#### Entries:
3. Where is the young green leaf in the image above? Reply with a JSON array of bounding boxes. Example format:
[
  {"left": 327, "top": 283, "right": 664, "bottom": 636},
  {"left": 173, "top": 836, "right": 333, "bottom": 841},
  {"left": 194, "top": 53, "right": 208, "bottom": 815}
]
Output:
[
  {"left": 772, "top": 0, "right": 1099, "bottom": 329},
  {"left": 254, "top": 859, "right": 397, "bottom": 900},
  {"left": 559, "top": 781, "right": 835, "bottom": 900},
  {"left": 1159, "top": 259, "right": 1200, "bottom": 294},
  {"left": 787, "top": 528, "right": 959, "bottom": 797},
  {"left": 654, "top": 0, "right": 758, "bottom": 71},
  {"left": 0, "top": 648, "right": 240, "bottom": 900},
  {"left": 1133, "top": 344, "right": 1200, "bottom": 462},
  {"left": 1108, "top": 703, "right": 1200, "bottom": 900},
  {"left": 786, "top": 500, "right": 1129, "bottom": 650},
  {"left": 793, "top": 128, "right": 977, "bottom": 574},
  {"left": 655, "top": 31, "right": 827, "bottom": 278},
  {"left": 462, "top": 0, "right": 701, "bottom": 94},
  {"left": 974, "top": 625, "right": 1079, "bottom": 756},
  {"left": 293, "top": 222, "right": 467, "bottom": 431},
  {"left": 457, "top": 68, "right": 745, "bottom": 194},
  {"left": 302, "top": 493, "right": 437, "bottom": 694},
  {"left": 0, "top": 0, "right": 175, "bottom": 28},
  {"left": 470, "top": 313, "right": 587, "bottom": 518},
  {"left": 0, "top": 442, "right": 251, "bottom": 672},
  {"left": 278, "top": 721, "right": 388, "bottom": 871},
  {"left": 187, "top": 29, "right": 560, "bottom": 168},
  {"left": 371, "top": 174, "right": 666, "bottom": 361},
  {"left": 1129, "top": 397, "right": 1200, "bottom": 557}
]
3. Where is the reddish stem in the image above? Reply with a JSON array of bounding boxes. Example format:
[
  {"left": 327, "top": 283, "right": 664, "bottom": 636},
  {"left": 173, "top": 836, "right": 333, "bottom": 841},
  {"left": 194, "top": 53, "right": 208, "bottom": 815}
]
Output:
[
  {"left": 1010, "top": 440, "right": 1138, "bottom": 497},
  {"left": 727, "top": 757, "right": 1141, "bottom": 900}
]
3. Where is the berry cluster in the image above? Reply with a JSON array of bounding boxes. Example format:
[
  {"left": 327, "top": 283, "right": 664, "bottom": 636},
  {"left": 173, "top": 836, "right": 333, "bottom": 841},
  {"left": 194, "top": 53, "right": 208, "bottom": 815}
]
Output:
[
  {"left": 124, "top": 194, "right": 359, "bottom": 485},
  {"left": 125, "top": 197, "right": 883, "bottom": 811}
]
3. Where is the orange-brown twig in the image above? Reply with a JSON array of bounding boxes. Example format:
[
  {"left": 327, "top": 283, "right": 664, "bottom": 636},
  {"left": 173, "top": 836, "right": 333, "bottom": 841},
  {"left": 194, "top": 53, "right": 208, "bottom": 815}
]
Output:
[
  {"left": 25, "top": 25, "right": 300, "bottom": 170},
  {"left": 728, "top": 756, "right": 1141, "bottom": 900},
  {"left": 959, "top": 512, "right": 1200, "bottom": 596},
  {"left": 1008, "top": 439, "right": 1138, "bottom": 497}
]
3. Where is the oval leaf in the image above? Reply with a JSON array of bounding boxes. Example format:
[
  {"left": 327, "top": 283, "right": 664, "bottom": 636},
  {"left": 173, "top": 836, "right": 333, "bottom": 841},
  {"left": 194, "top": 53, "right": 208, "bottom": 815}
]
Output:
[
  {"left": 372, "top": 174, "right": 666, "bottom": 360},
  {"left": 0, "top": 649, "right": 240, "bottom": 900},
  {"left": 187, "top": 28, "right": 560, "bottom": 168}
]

#### The exercise:
From the material above, pick out each line containing the word "image" and copy those lines out.

#### Complete answer:
3. Where is the young green leaf in the image above? Reply with a JSON array of bounding boxes. Example format:
3. Where is the reddish stem in the image above? Reply with a JSON array of bounding boxes. Example format:
3. Where is the berry cluster in the image above? Reply with a JSON array of bounding boxes. Example format:
3. Where is the orange-brown twig in the image above? Reply with a JSON array of bounding boxes. Example format:
3. Where is the oval leaf in the image above? Reply with a JSON array of bounding boxes. Example format:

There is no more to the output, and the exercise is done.